◆ **Tugas**
**1.** Ringkas paragraf dalam teks tentang masyarakat Baduy yang diawali "Masyarakat Baduy adalah penjaga alam" menjadi daftar poin singkat. Pertahankan fakta-fakta utamanya.
**2.** Ketik ulang tanpa perubahan bagian teks tentang masyarakat Baduy. Mulailah dari kata-kata "Masyarakat Baduy adalah" dan berhentilah setelah "dan lain sebagainya.".
**3.** Tentukan apakah pernyataan (a), (b), dan (c) sesuai dengan teks tentang masyarakat Baduy. Jawab ya atau tidak untuk tiap pernyataan, lalu kutip persis kata-kata teks yang menjadi penentunya.
(a) Menurut aturan adat, masyarakat Baduy boleh menggunakan sabun dalam kegiatan sehari-hari.
(b) Pipa air dibuat dari bambu.
(c) Payung dibuat dari daun kelapa.

◆ **Teks Bacaan**
------------------------------------------------------------

Masyarakat Baduy adalah penjaga alam hal ini dapat terlihat dari tidak diperbolehkannya menurut peraturan adat untuk menggunakan sabun bagi kegiatan sehari-hari. Kemudian mereka akan membakar pohon-pohon gulma yang sudah memenuhi hutan untuk meregenerasi kembali secara bertahap dan bergantian di lokasi-lokasi tertentu, tidak menggubah kontur tanah saat membuat rumah sehingga dapat dilihat terjadi perbedaan ketinggian tanah saat membangun rumah sehingga diberikan perbedaan ketinggian pondasi rumah yg menggunakan batu kali dan penggunaan bahan-bahan alami untuk membuat pipa air (dari bambu), gelang (bahan ilalang), benang (serat kayu tetapi jaman sekarang sudah memakai bahan yg lebih mudah dicari), sabun dan sendok (pelepah), payung (daun pisang), penumbuk padi (kayu tapi sekarang sudah ada yang memakai mesin penggiling) dan lain sebagainya.

------------------------------------------------------------

◆ **Data yang Diambil**

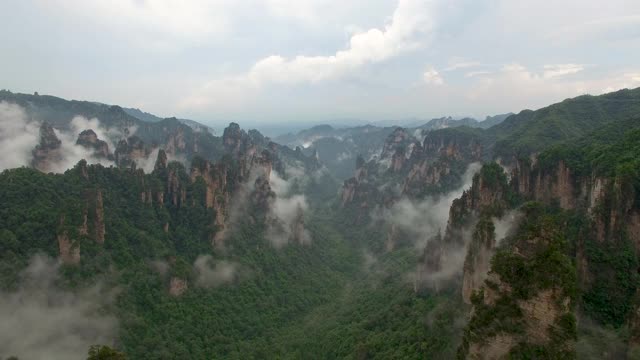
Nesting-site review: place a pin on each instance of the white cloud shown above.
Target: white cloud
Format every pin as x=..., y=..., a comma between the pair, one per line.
x=476, y=73
x=211, y=273
x=18, y=136
x=458, y=63
x=551, y=71
x=410, y=25
x=286, y=214
x=432, y=76
x=42, y=321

------------------------------------------------------------

◆ **Jawaban Soal**
**1.**
Masyarakat Baduy menjaga alam dengan cara berikut:
- Aturan adat melarang penggunaan sabun untuk kegiatan sehari-hari.
- Pohon gulma yang memenuhi hutan dibakar agar hutan beregenerasi secara bertahap dan bergantian di lokasi tertentu.
- Kontur tanah tidak diubah saat membangun rumah. Perbedaan ketinggian tanah diatasi dengan pondasi batu kali yang tingginya berbeda.
- Bahan alami dipakai untuk berbagai keperluan:
  - pipa air dari bambu;
  - gelang dari ilalang;
  - benang dari serat kayu, yang kini diganti bahan yang lebih mudah dicari;
  - sabun dan sendok dari pelepah;
  - payung dari daun pisang;
  - penumbuk padi dari kayu, meskipun kini sebagian sudah memakai mesin penggiling.

**2.**
Masyarakat Baduy adalah penjaga alam hal ini dapat terlihat dari tidak diperbolehkannya menurut peraturan adat untuk menggunakan sabun bagi kegiatan sehari-hari. Kemudian mereka akan membakar pohon-pohon gulma yang sudah memenuhi hutan untuk meregenerasi kembali secara bertahap dan bergantian di lokasi-lokasi tertentu, tidak menggubah kontur tanah saat membuat rumah sehingga dapat dilihat terjadi perbedaan ketinggian tanah saat membangun rumah sehingga diberikan perbedaan ketinggian pondasi rumah yg menggunakan batu kali dan penggunaan bahan-bahan alami untuk membuat pipa air (dari bambu), gelang (bahan ilalang), benang (serat kayu tetapi jaman sekarang sudah memakai bahan yg lebih mudah dicari), sabun dan sendok (pelepah), payung (daun pisang), penumbuk padi (kayu tapi sekarang sudah ada yang memakai mesin penggiling) dan lain sebagainya.

**3.**
(a) Tidak: "tidak diperbolehkannya menurut peraturan adat untuk menggunakan sabun bagi kegiatan sehari-hari"
(b) Ya: "pipa air (dari bambu)"
(c) Tidak: "payung (daun pisang)"